• **Source excerpt**:
Copybarista is intentionally narrowly scoped: it's a Python program which publishes clean OSS packages from private or monorepo sources while rewriting the exported tree and syncing through GitHub pull requests. Built and maintained by rekursiv.ai, it manages syncs between repositories while fitting a Python and GitHub toolchain.

Short version:

Need Copybarista Copybara Git subtree / git-filter-repo
Python package workflow :white_check_mark: Built for Python repos, TOML config, Python CI :warning: Powerful, but Java/Starlark-based :warning: Git-first; project behavior becomes scripts
Rewrite imports/docs/private blocks :white_check_mark: Built in :white_check_mark: Broad transform model :x: Requires custom scripts
GitHub PR sync in both directions :white_check_mark: Example export/import workflows :warning: Requires workflow glue :x: No built-in PR workflow
Preserve full history :x: Squash-style export focus :white_check_mark: Yes :white_check_mark: Yes
General migration engine :x: Intentionally scoped :white_check_mark: Yes :x: No
  • Use Copybarista when the hard part is not splitting history, but producing a clean OSS package repository with deterministic rewrites, private-name checks, and GitHub PR syncs.
  • Use Copybara when you need a more general purpose, broader migration engine.
  • Use Git subtree or git-filter-repo when history preservation is the main goal and the subtree is already self-contained.

The detailed comparison below lists the specific workflow capabilities.

Install

uv tool install copybarista
copybarista --help

Other options:

uv add copybarista
pipx install copybarista
pip install copybarista

Copybarista requires Python 3.12. Git exports also require the system git executable.

Quick Start

Create copy.barista.toml at the root of the source checkout:

[workflow]
name = "widget"
mode = "squash"
source_root = "packages/widget"

[destination.folder]
path = "/tmp/widget-oss"

[files]
include = ["**"]
exclude = [
  ".pytest_cache/**",
  "**/.pytest_cache/**",
  ".ruff_cache/**",
  "**/.ruff_cache/**",
  ".venv/**",
  "**/__pycache__/**",
  "*.pyc",
  "**/*.pyc",
  "dist/**",
]

[[transform]]
type = "replace"
path = "tests/test_widget.py"
before = "from monorepo.packages.widget import"
after = "from widget import"

Validate the config and export the standalone tree:

copybarista validate copy.barista.toml
copybarista export copy.barista.toml /path/to/source \
  --folder-dir /tmp/widget-oss

If /tmp/widget-oss already exists, pass --force to replace it after Copybarista's destination safety checks:

copybarista export copy.barista.toml /path/to/source \
  --folder-dir /tmp/widget-oss \
  --force \
  --json

The source_ref argument is the checkout root. workflow.source_root is resolved relative to that root, and exported files land at the destination root. Use [[files.copy]] when a public package should also include selected shared files from elsewhere in the same checkout.

• **Required actions**:
1. According to the Copybarista excerpt above, which Python version does Copybarista require?
2. Pick up the Copybarista excerpt above after its final sentence and write the next few paragraphs in the same style.

• **Provided material**:
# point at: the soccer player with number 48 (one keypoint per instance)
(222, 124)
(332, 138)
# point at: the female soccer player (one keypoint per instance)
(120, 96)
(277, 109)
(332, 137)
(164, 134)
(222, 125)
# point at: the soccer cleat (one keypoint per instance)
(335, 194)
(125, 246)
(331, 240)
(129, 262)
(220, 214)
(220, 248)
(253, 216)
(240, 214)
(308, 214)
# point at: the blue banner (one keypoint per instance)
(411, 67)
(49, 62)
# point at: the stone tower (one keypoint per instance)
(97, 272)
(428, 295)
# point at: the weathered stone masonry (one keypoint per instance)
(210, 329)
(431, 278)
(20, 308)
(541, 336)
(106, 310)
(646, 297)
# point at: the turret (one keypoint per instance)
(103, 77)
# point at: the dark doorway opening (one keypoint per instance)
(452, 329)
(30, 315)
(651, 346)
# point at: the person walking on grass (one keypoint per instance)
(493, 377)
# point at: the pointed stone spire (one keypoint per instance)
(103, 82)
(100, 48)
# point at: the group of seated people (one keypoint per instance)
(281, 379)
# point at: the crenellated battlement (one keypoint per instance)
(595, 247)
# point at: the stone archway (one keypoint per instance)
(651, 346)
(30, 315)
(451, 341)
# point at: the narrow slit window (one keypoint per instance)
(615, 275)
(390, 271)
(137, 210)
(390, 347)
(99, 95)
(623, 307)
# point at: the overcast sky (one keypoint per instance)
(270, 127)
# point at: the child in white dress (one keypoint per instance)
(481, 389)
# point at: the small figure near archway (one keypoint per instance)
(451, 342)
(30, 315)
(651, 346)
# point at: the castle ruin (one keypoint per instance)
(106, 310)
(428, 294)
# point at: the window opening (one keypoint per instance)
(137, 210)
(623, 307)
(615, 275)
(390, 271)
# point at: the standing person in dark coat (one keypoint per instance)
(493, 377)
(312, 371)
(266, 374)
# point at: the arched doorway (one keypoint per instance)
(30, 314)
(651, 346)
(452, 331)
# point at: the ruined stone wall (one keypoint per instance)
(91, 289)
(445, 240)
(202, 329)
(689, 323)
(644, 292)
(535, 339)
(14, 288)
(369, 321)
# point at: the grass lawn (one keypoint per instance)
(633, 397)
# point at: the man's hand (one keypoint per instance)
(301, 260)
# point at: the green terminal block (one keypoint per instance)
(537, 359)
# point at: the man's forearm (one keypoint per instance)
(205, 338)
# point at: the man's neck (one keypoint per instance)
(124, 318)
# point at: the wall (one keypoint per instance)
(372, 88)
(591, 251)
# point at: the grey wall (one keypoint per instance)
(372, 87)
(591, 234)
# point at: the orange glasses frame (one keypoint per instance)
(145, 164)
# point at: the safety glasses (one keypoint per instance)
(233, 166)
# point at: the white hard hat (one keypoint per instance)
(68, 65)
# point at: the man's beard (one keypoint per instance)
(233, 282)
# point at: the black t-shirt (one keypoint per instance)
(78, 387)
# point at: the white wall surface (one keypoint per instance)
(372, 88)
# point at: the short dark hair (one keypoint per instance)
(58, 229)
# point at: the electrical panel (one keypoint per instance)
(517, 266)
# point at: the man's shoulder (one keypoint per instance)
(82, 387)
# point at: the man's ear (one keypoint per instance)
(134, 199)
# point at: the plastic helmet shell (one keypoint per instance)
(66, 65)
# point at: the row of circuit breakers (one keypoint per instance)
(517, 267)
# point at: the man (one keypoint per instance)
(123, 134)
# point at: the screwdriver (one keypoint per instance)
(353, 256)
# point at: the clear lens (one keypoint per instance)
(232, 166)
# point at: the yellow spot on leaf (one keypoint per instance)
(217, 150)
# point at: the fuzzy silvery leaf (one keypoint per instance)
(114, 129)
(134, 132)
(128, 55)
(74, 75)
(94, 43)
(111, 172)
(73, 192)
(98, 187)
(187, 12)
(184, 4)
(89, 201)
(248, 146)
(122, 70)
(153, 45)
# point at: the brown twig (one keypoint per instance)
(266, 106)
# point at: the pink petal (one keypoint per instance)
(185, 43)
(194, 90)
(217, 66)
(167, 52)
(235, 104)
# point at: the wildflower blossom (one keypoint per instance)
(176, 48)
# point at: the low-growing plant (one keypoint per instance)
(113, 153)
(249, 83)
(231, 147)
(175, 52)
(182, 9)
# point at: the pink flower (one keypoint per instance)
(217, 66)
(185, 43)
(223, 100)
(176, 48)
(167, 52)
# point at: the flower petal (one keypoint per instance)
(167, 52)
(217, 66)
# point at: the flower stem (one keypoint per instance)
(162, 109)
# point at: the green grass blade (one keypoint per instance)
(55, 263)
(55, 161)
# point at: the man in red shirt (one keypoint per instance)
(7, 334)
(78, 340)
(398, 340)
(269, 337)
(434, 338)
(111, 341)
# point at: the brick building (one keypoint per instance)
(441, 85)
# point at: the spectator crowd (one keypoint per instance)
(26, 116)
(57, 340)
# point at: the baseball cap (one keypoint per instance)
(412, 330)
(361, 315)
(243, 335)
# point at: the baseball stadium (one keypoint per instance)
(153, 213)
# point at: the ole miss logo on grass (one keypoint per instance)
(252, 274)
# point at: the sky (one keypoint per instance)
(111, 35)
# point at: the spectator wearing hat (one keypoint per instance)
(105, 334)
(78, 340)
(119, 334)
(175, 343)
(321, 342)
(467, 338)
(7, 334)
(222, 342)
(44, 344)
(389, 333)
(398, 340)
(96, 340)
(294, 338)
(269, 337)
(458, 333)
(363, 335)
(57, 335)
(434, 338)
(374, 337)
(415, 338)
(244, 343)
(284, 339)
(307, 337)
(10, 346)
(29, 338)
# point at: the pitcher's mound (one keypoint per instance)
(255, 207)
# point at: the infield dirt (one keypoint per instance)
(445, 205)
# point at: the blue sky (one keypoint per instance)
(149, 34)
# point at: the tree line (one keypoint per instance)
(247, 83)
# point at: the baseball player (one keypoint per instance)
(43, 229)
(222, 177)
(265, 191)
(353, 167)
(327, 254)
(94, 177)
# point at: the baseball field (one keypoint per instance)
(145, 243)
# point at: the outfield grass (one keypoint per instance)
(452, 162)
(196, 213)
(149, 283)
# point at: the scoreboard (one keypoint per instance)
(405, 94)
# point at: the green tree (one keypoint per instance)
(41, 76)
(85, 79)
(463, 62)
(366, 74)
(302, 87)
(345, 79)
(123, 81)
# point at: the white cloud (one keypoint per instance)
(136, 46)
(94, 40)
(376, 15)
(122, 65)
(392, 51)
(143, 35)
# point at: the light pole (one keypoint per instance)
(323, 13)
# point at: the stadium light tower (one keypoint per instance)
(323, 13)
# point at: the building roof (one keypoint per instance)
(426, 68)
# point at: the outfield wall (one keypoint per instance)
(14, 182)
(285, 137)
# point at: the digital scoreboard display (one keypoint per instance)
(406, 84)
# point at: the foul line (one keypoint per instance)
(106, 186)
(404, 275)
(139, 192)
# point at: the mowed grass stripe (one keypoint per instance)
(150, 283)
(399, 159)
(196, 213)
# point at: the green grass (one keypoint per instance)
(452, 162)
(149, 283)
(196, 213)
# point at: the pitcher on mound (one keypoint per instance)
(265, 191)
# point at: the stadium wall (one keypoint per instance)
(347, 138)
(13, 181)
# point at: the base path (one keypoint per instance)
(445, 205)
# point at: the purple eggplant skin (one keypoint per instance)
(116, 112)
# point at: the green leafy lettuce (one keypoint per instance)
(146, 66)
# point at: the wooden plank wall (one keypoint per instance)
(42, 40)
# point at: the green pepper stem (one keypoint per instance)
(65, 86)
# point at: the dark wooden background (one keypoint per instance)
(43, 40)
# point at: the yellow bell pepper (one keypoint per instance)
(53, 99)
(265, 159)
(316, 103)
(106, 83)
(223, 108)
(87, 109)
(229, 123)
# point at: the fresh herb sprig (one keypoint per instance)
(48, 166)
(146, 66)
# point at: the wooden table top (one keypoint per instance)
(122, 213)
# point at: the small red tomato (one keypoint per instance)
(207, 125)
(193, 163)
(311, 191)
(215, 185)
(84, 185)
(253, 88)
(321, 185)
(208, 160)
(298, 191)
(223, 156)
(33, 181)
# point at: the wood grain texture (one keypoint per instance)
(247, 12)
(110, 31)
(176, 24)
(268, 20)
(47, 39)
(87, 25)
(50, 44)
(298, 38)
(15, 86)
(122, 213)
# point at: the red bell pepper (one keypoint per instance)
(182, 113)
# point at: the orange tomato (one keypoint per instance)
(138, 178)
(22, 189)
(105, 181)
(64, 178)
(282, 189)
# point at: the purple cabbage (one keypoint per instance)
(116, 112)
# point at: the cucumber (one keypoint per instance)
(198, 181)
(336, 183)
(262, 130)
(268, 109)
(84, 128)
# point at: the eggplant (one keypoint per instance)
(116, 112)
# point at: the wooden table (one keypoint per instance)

• **The responses**:
1. Python 3.12.

2.
Common Workflows

Set Up Package Sync

Use init-sync to create the package-local sync files that every exported package can keep public:

copybarista init-sync . \
  --package-name configgle \
  --sync-label Configgle \
  --source-root packages/configgle \
  --public-repo example/configgle \
  --source-repo example/source \
  --copybarista-project-path tools/copybarista \
  --smoke-import configgle \
  --type-check-target configgle \
  --type-check-target tests

This writes copy.barista.toml, copybarista.sync.toml, the public import workflow .github/workflows/sync-to-source.yml, and the public package validation workflow .github/workflows/package-validation.yml. The package name lives in copybarista.sync.toml; script and workflow names stay stable so new packages do not need sync_<package>.py files or package-specific environment names. Use init-sync --overwrite only when intentionally regenerating existing sync files.

The validation workflow runs package-owned commands from copybarista.sync.toml. By default it syncs dependencies, runs Ruff, basedpyright, pytest, a smoke import, and uv build. Override it at setup time when a package needs different public correctness gates:

copybarista init-sync . \
  ... \
  --validation-python-version 3.12 \
  --validation-command 'uv sync --all-groups' \
  --validation-command 'uv run pytest'

Validate the scaffolding before wiring GitHub Actions:

copybarista check-sync-config .
copybarista write-export-workflow copybarista.sync.toml \
  --output configgle-export.yml

Export To A Folder

Use folder export for local inspection, release checks, and tests:

copybarista export copy.barista.toml /path/to/source \
  --folder-dir /tmp/widget-oss \
  --force

Folder export replaces the destination contents after safety checks. Existing destinations require --force; the flag never disables those safety checks.

Export To Git

Use Git export when the standalone repository should receive one clean sync commit. GitHub PR sync usually uses folder export into a checked-out public repository and then opens a PR branch; publish-git is for local mirrors, unprotected destinations, or deliberate non-PR workflows.

Add a Git destination:

[destination.git]
url = "file:///tmp/widget-oss.git"
branch = "main"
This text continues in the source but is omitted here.